[[ Extracted material open ]]
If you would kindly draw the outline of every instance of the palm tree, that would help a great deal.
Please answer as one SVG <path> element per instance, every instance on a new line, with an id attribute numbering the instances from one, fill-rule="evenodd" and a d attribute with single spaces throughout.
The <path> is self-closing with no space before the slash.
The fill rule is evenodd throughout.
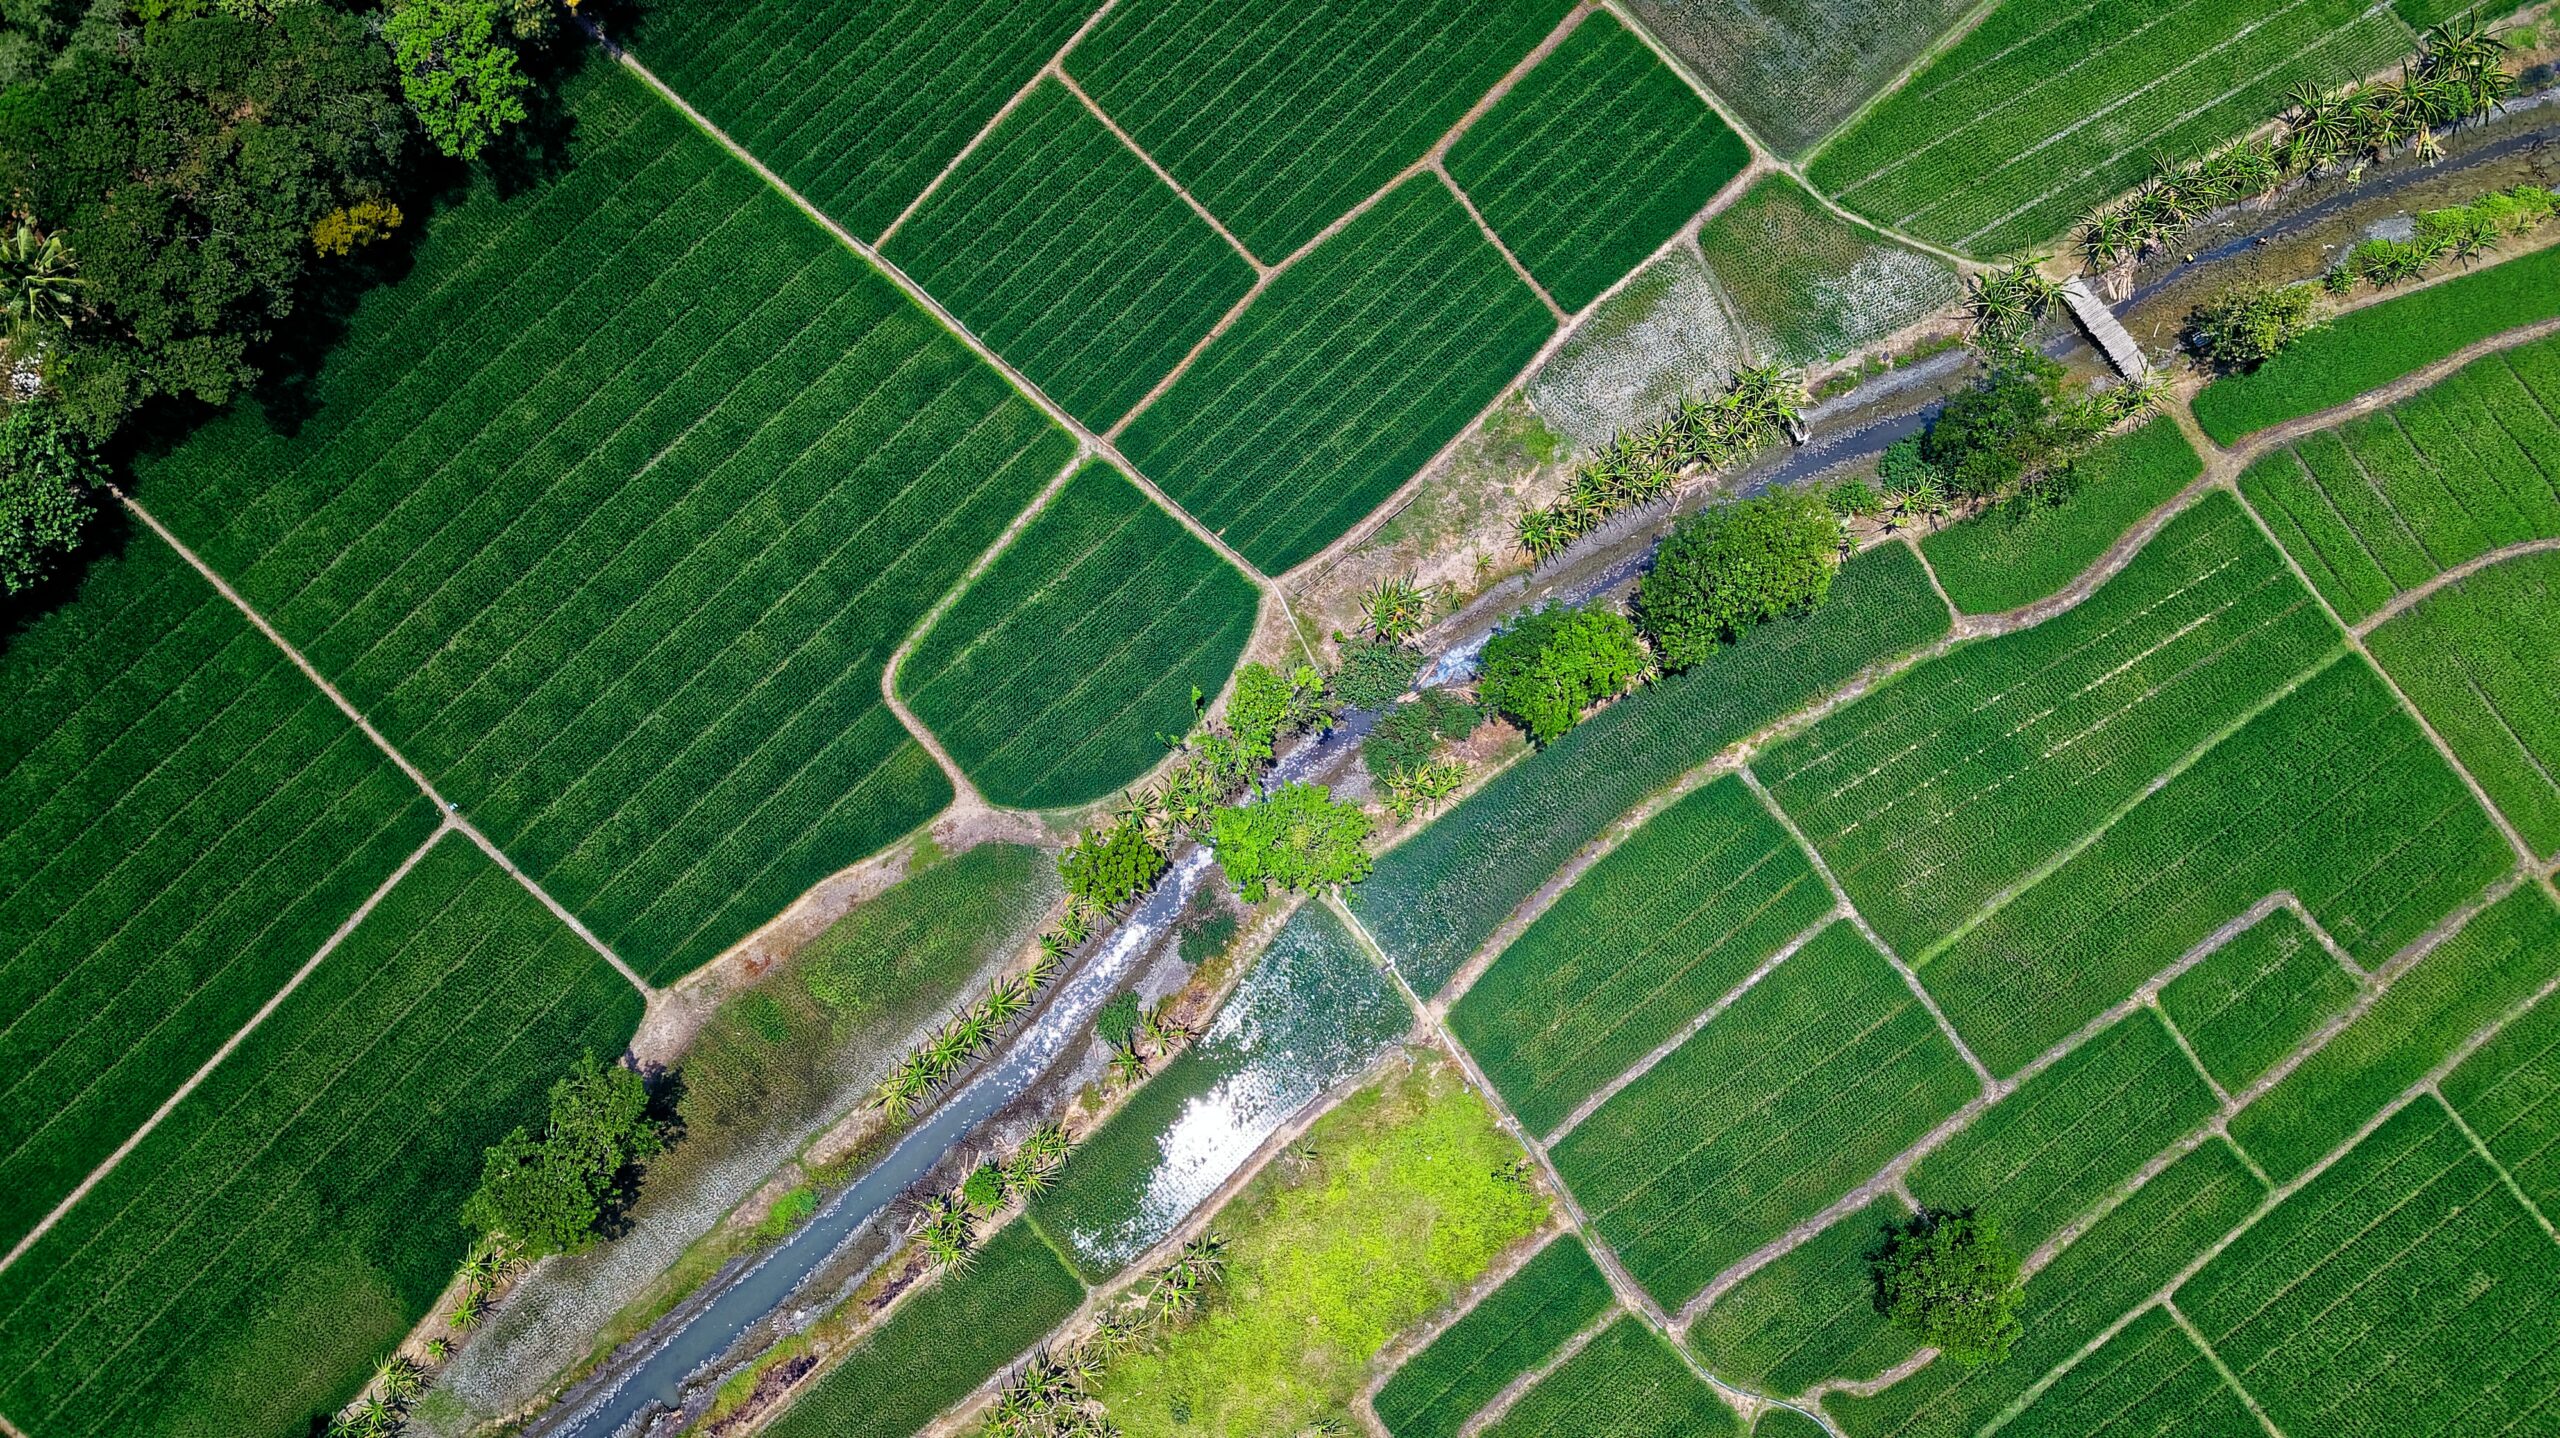
<path id="1" fill-rule="evenodd" d="M 1147 1076 L 1147 1061 L 1138 1056 L 1138 1046 L 1128 1039 L 1111 1046 L 1111 1080 L 1127 1087 Z"/>
<path id="2" fill-rule="evenodd" d="M 0 321 L 11 329 L 71 328 L 71 312 L 88 283 L 79 267 L 62 236 L 41 234 L 20 216 L 15 230 L 0 233 Z"/>
<path id="3" fill-rule="evenodd" d="M 419 1370 L 417 1364 L 395 1354 L 374 1372 L 373 1383 L 382 1390 L 383 1397 L 394 1403 L 406 1404 L 416 1401 L 418 1395 L 426 1391 L 427 1375 Z"/>
<path id="4" fill-rule="evenodd" d="M 1360 596 L 1361 621 L 1371 634 L 1402 644 L 1431 622 L 1432 591 L 1411 575 L 1381 579 Z"/>
<path id="5" fill-rule="evenodd" d="M 1001 978 L 987 985 L 987 996 L 978 1001 L 978 1014 L 989 1028 L 1003 1028 L 1030 1007 L 1030 986 L 1017 978 Z"/>
<path id="6" fill-rule="evenodd" d="M 1520 547 L 1529 551 L 1530 560 L 1539 564 L 1553 559 L 1573 542 L 1571 528 L 1563 516 L 1552 509 L 1523 510 L 1514 533 L 1519 538 Z"/>
<path id="7" fill-rule="evenodd" d="M 2294 86 L 2286 98 L 2292 105 L 2285 117 L 2285 146 L 2291 168 L 2317 171 L 2343 153 L 2354 135 L 2347 119 L 2347 95 L 2321 89 L 2306 80 Z"/>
[[ Extracted material closed ]]
Aim of the exercise: Go line by line through the records and copy those that contain the word "instance".

Result of the exercise:
If you would kindly draw the outline of every instance of the palm tree, that would help a great deal.
Please answer as one SVG <path> element per instance, every instance on a new line, with an id attribute numbering the instances from one, fill-rule="evenodd" and a d attribute with single spaces throughout.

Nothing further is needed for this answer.